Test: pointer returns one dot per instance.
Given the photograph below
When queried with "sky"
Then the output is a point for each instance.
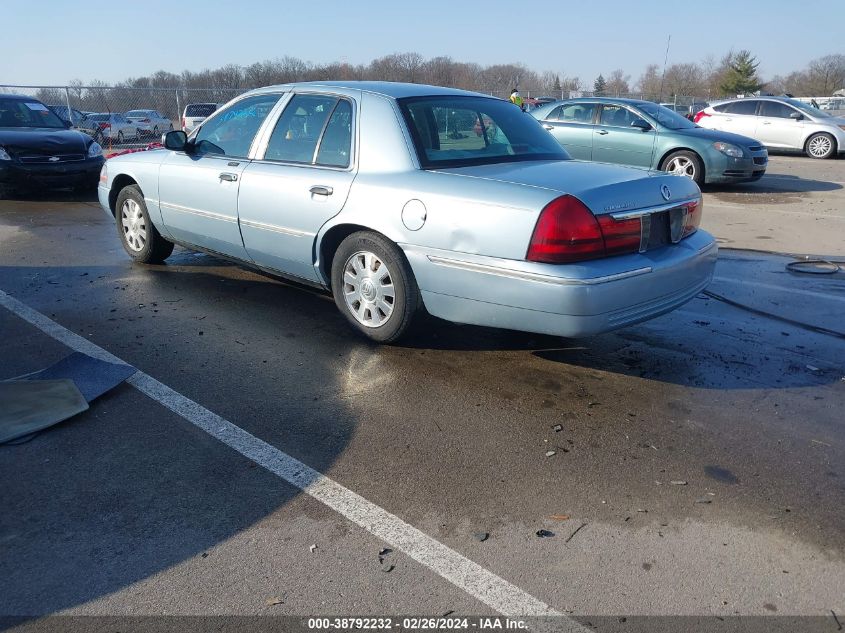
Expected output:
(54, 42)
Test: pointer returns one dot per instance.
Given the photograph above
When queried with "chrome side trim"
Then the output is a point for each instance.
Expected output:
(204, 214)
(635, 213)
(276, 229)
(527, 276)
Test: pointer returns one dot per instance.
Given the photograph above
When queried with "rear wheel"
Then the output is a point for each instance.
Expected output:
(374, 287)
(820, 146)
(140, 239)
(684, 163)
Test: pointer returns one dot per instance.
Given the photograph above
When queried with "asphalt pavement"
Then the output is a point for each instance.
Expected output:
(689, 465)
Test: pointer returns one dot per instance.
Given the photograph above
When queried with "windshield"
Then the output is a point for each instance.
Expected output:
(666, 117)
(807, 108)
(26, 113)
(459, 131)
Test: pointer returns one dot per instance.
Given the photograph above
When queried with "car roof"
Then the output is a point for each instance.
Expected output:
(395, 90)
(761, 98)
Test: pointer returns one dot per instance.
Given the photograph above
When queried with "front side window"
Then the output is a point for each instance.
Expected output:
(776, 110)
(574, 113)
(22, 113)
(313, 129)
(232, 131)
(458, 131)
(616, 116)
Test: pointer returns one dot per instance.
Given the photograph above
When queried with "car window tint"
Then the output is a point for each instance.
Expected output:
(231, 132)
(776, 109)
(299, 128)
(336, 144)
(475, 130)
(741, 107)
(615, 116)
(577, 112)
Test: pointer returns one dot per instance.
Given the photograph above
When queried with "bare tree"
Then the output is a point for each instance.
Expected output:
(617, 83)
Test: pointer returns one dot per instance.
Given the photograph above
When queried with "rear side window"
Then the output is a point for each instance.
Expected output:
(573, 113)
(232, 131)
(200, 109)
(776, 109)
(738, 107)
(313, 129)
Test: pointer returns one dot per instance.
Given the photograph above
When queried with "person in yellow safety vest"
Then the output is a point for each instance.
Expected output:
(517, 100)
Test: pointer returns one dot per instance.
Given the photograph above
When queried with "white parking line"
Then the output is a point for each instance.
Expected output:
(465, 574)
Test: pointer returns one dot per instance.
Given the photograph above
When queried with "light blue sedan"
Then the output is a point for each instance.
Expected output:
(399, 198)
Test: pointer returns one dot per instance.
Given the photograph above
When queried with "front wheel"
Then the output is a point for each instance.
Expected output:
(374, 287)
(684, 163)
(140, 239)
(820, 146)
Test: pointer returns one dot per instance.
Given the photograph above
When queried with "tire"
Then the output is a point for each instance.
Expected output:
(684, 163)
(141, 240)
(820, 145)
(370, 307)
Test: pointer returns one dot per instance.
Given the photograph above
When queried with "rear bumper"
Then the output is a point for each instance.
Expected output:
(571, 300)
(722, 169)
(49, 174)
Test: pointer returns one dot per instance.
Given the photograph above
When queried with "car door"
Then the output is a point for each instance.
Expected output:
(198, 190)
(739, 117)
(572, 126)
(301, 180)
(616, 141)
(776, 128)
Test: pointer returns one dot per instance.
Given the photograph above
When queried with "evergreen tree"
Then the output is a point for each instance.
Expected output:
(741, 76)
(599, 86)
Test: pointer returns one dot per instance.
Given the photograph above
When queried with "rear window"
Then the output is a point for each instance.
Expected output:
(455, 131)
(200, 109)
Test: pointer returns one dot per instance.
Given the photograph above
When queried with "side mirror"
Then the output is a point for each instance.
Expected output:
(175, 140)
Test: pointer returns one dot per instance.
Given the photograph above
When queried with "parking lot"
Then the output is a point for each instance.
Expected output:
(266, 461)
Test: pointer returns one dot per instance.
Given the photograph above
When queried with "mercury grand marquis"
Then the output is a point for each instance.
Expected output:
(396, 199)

___

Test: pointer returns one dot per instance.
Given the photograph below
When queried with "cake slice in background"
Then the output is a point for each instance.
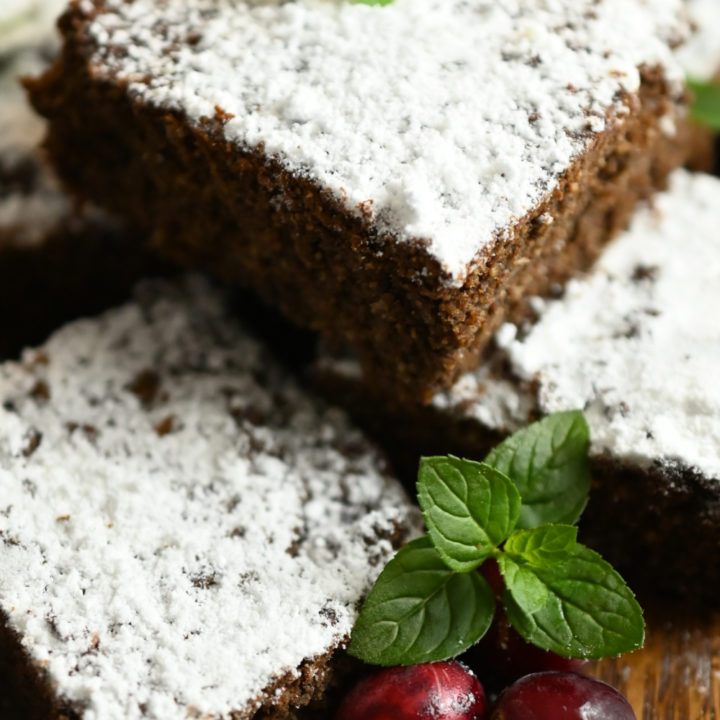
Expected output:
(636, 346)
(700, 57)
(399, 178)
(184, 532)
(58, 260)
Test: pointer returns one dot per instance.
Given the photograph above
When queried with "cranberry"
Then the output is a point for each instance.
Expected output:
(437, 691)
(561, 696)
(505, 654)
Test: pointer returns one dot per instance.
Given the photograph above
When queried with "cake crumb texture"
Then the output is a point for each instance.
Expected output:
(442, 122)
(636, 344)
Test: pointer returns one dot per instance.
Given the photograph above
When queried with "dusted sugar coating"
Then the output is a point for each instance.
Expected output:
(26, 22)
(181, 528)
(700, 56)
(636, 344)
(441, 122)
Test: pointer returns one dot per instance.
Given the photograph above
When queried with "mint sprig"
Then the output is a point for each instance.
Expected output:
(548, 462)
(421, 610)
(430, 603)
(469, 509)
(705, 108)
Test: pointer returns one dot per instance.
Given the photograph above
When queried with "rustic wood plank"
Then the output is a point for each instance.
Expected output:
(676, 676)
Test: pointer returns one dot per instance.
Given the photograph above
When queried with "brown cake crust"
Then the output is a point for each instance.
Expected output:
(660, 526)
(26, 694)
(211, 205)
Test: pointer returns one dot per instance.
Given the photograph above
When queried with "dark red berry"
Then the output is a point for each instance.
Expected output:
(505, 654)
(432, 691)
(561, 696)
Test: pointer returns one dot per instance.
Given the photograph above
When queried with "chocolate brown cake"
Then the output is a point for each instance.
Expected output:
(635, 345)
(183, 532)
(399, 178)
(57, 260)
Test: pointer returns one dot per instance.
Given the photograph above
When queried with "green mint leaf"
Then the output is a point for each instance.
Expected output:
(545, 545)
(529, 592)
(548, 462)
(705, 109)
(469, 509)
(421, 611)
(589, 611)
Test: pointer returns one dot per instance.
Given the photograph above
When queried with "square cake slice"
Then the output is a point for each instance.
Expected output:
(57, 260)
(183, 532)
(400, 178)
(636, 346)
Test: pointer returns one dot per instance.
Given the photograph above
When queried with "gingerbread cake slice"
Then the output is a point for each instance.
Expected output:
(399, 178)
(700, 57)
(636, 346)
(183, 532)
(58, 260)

___

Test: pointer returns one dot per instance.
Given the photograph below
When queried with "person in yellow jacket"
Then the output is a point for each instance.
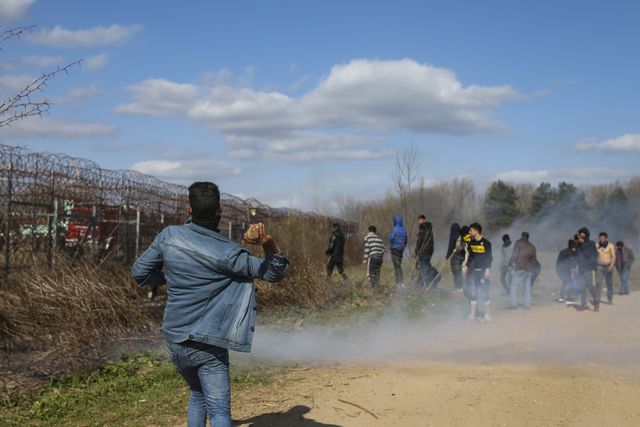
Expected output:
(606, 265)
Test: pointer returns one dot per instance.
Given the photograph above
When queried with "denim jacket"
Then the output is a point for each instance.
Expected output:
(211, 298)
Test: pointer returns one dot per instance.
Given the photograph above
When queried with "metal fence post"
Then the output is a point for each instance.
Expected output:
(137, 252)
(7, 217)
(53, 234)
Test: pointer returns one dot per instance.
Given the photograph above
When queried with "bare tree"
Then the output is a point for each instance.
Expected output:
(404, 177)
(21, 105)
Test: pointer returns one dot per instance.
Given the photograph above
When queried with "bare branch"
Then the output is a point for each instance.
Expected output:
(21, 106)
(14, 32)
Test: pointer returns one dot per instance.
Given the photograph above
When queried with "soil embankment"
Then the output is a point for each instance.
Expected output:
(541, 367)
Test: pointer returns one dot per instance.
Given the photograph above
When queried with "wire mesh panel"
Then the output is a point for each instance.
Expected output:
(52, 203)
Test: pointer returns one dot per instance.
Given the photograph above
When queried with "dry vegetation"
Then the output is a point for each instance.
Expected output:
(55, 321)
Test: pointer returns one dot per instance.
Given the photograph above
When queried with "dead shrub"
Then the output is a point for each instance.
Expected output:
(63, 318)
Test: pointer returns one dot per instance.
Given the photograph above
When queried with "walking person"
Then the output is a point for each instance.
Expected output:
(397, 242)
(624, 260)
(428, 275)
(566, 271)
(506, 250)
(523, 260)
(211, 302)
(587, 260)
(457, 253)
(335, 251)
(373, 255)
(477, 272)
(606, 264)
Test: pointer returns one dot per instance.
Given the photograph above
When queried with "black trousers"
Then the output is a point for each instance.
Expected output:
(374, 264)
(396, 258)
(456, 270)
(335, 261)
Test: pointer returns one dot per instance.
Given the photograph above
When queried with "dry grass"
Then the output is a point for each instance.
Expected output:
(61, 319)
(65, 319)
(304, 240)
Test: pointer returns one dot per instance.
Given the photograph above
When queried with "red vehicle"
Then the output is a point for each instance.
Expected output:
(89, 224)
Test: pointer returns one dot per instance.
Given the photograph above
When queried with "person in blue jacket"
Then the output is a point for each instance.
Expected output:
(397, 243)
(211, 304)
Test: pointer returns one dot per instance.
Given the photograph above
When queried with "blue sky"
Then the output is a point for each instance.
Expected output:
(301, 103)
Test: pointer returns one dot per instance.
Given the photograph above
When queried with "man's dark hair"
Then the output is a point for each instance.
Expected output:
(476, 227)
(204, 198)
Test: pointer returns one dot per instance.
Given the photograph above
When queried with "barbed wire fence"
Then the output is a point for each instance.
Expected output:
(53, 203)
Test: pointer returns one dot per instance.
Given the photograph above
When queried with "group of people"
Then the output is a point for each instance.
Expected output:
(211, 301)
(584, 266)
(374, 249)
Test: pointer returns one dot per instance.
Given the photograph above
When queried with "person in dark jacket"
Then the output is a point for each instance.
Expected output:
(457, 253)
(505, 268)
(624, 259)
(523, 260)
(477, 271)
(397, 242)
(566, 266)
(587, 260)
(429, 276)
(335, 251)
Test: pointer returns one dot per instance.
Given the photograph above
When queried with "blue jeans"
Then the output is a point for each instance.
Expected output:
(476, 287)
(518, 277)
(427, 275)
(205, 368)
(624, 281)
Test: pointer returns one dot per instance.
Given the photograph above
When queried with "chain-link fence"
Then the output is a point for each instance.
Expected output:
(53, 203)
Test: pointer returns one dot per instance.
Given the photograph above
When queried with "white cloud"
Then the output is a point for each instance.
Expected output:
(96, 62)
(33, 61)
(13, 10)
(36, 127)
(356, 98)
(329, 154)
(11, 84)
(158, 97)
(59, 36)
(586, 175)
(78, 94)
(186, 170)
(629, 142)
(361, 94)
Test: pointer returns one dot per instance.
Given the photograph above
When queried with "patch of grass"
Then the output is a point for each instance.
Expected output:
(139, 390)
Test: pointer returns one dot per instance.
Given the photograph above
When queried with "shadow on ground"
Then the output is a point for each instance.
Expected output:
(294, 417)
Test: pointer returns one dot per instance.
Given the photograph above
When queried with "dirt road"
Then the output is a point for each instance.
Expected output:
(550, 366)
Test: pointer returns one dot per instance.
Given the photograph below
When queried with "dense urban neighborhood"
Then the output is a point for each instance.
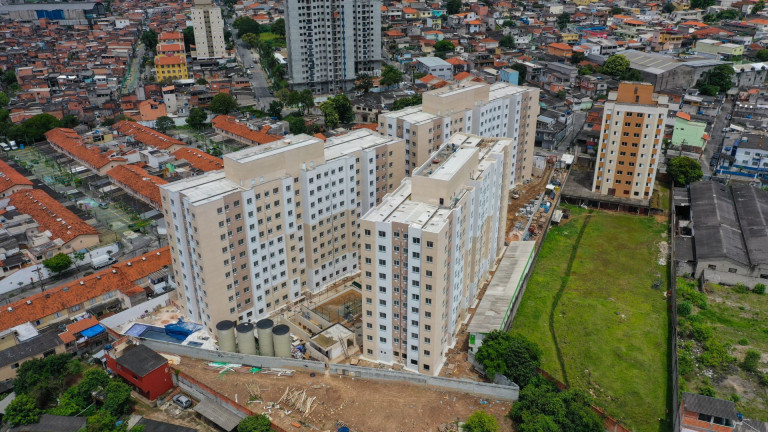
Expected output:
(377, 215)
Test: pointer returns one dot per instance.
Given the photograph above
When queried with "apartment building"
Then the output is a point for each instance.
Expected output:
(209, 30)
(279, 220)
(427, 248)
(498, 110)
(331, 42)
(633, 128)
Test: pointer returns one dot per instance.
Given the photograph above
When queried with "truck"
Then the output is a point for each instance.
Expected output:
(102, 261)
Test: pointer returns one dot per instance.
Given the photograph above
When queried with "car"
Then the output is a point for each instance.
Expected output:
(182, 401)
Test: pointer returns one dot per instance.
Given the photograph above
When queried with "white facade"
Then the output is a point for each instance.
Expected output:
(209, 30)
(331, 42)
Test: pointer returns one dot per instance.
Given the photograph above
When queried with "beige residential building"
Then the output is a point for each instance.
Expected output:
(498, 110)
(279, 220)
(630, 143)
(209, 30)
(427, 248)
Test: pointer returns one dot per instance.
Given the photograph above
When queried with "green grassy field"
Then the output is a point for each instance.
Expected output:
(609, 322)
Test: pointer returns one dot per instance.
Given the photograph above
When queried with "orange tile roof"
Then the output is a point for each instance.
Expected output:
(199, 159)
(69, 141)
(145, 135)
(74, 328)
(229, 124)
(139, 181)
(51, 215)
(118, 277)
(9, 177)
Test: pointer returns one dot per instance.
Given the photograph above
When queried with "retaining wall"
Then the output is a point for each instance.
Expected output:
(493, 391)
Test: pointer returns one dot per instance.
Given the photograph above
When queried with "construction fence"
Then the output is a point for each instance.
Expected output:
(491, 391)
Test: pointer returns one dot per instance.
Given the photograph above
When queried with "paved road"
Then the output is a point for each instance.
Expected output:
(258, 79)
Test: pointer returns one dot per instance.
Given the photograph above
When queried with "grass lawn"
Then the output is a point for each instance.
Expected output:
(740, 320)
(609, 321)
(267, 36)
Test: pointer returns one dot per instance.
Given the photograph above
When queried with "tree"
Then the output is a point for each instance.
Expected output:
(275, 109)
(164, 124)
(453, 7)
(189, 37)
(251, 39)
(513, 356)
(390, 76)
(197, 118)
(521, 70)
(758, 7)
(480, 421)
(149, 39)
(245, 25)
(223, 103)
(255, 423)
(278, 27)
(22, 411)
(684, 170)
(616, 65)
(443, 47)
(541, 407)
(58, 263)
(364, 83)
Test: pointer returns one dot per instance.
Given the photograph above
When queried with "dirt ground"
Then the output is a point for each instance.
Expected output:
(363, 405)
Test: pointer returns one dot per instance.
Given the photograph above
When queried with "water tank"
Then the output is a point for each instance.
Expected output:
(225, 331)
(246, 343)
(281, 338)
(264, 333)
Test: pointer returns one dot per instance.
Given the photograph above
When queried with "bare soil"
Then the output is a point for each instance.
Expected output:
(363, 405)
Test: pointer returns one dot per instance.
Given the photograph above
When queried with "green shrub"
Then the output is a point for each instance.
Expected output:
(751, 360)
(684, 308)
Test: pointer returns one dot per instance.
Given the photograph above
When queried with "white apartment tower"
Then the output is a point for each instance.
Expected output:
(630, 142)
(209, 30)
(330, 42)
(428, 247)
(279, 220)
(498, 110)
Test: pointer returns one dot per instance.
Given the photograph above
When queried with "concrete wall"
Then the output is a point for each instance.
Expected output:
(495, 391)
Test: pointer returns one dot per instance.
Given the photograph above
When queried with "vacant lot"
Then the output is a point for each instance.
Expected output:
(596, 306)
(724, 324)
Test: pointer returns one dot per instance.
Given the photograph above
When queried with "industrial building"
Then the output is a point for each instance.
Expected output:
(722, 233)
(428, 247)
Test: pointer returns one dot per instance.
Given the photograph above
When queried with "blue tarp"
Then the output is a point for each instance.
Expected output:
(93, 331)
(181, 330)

___

__Problem__: Copy out each line of the material in which the word "roof" turns up.

__Answer space__:
When queried with "car roof"
When queried with "orange tile roof"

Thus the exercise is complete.